[Stored data]
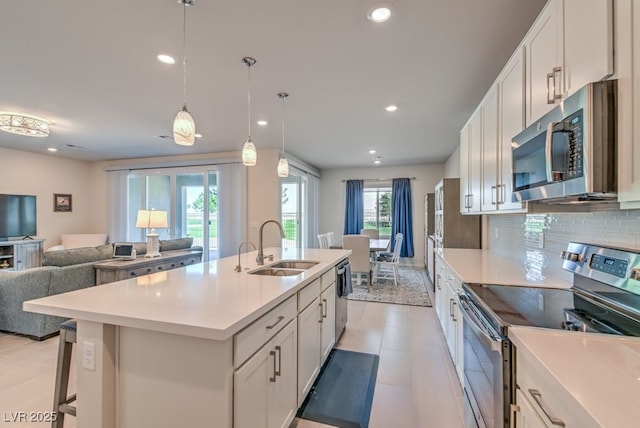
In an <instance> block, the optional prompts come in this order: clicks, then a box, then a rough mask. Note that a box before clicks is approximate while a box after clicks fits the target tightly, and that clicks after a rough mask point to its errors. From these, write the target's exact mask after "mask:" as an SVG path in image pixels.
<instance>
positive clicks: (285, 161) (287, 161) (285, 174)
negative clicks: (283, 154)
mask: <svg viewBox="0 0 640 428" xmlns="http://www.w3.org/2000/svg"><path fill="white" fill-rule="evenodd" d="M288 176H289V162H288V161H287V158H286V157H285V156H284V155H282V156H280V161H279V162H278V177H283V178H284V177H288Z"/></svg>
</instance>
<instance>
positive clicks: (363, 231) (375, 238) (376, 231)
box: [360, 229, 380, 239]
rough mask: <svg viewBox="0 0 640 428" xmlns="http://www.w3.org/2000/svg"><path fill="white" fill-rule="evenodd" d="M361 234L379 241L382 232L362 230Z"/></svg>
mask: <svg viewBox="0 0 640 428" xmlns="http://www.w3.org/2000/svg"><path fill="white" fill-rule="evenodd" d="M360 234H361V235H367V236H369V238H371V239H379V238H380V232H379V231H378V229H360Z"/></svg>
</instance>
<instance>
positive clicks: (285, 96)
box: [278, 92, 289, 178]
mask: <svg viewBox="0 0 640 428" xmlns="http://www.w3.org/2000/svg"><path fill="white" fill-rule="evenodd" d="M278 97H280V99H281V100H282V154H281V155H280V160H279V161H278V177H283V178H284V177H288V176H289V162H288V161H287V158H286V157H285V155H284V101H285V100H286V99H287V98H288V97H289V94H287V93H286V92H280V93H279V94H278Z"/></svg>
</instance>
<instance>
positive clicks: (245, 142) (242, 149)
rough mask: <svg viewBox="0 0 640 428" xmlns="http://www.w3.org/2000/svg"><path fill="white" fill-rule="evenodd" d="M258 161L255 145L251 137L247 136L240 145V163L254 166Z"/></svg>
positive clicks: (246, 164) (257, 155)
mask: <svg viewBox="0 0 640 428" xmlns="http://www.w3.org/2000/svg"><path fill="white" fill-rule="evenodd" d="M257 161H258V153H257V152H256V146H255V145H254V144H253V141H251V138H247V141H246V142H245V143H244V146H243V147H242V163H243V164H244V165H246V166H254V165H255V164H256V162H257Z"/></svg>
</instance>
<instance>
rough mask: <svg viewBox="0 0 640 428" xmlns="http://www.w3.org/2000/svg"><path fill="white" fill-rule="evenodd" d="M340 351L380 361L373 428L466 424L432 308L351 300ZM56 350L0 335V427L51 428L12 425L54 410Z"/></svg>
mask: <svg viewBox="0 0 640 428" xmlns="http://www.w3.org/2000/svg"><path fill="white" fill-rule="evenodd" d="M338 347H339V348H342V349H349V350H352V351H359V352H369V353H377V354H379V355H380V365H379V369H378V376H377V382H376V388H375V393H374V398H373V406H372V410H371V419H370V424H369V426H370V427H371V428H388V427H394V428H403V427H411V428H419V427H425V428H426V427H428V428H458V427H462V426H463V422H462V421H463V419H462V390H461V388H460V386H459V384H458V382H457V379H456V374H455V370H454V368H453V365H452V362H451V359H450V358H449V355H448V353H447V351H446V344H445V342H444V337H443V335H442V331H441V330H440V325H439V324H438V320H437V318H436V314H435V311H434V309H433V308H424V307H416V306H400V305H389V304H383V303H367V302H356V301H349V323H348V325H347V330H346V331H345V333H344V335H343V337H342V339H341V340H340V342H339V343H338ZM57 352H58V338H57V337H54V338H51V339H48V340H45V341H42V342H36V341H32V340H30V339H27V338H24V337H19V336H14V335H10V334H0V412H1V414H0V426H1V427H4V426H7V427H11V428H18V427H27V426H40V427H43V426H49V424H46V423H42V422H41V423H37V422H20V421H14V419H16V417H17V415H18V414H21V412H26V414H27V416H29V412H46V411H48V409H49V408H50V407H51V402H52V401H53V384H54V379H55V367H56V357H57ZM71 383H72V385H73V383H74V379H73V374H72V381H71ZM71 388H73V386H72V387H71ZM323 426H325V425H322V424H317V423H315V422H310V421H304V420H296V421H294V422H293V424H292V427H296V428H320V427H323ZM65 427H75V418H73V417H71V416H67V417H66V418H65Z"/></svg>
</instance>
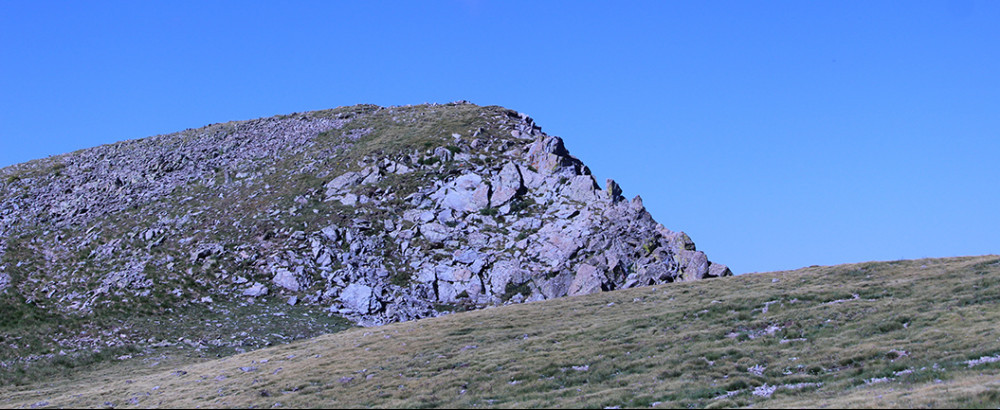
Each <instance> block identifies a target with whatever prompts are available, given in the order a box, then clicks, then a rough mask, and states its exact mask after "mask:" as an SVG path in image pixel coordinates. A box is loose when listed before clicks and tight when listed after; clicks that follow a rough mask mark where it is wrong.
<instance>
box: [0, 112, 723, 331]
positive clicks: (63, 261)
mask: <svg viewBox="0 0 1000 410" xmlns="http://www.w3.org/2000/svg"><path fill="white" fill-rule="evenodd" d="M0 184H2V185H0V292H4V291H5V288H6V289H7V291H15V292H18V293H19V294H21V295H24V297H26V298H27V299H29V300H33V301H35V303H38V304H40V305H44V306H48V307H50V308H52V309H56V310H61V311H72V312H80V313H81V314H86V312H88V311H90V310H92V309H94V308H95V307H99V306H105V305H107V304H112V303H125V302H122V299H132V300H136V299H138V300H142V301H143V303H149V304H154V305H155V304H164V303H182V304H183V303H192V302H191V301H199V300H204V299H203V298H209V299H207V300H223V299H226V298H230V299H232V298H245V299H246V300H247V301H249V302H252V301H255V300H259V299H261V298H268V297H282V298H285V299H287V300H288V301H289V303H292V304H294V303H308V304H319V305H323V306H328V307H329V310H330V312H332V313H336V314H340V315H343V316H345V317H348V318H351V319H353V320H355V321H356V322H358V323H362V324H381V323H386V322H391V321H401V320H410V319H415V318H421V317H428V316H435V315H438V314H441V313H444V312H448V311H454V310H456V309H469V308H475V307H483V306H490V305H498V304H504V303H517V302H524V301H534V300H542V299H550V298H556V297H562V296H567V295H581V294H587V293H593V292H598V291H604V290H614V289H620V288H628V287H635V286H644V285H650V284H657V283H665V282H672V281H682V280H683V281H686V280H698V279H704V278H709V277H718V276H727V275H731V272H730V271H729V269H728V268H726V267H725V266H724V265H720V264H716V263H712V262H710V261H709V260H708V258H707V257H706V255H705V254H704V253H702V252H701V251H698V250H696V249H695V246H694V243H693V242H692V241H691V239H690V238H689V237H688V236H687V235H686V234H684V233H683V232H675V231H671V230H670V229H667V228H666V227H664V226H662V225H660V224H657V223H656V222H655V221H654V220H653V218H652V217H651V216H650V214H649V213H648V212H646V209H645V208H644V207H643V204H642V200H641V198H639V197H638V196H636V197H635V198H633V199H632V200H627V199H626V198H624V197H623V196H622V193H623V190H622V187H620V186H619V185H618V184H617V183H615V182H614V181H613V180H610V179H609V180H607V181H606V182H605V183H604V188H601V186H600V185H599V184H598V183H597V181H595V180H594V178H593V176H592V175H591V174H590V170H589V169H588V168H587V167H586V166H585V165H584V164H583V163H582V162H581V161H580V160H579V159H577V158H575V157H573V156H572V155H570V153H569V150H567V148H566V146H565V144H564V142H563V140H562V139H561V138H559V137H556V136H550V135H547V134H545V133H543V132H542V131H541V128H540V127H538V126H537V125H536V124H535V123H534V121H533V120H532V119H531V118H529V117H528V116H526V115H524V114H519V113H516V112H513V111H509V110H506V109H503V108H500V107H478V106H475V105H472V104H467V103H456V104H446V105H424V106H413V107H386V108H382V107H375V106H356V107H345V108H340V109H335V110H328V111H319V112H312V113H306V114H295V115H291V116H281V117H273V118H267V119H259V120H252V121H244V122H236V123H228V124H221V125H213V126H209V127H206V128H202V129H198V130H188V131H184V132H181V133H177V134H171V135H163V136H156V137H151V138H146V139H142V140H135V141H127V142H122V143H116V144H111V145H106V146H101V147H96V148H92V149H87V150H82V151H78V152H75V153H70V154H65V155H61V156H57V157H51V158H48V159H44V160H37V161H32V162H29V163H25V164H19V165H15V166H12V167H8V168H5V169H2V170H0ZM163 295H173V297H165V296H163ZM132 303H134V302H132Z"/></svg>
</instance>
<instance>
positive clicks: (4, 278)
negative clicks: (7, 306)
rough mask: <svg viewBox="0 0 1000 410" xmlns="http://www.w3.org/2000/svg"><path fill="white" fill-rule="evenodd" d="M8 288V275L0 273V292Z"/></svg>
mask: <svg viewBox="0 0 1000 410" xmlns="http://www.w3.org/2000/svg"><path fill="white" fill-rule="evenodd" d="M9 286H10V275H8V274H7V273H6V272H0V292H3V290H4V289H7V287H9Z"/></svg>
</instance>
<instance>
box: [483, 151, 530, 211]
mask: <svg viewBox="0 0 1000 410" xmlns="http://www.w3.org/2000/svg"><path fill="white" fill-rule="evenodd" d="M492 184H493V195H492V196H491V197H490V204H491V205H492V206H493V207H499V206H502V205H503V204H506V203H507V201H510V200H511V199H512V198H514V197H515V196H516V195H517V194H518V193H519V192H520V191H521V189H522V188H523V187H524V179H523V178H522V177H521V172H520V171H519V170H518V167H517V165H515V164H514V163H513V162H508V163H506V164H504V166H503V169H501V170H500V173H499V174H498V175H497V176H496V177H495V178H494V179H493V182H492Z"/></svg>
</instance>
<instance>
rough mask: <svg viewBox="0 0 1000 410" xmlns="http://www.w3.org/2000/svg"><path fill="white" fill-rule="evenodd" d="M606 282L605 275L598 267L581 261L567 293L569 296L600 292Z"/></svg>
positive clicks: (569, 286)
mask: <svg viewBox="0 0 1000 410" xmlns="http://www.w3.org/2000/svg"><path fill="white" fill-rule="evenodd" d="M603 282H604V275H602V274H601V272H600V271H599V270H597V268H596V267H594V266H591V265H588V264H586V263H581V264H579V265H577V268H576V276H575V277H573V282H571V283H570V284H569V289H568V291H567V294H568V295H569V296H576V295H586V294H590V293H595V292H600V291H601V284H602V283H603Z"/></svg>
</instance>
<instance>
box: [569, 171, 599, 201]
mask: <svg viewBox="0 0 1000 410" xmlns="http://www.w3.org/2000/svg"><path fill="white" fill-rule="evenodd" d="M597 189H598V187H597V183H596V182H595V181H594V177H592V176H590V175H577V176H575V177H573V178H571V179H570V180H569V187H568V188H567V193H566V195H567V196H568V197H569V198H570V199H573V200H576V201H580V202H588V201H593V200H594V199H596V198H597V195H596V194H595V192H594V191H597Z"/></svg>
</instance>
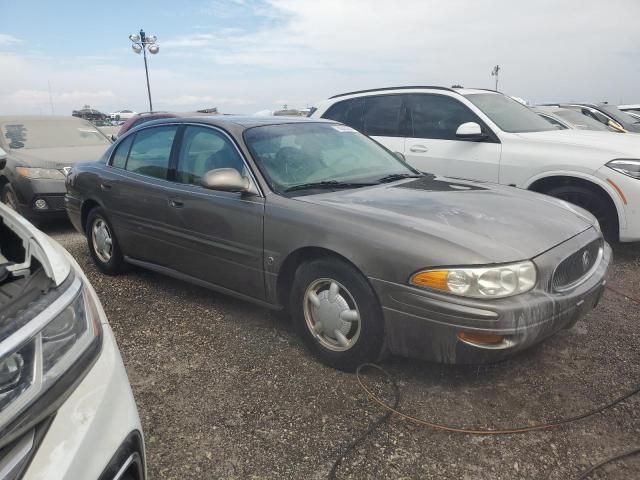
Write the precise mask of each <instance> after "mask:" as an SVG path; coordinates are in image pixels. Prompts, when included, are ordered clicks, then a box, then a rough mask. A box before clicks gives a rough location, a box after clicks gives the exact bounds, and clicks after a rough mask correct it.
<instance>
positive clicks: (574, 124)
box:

EXERCISE AIM
Select every line of the material above that contains the string "exact", treating uppercase and lowercase as different.

OUTPUT OF THE TASK
In an <instance> block, the optional prompts come in this order: clicks, then a box, then a rough mask. Note that a box before clicks is approximate while a box after clicks fits the target tightly, and that clicks after a rough mask point to its errors. From these, write the target's exact mask after "mask:" as an SVG path in image pixels.
Each <instance> block identifies a target with whatever prompts are available, given in the order a box, then clicks, then a rough mask, and states its exact mask after "mask:" as an SVG path in image pixel coordinates. A box is loose when listed before clicks and tight when listed after; clicks that follow a rough mask mark where it is wrong.
Write the precise mask of each <instance> after "mask:" as an SVG path; coordinates are in image pixels. Prompts, when included, are ordered clicks, then a box, then a rough mask. A box before clicks gives a rough location, a box after clicks gives the exact bounds, and clicks after a rough mask correct it.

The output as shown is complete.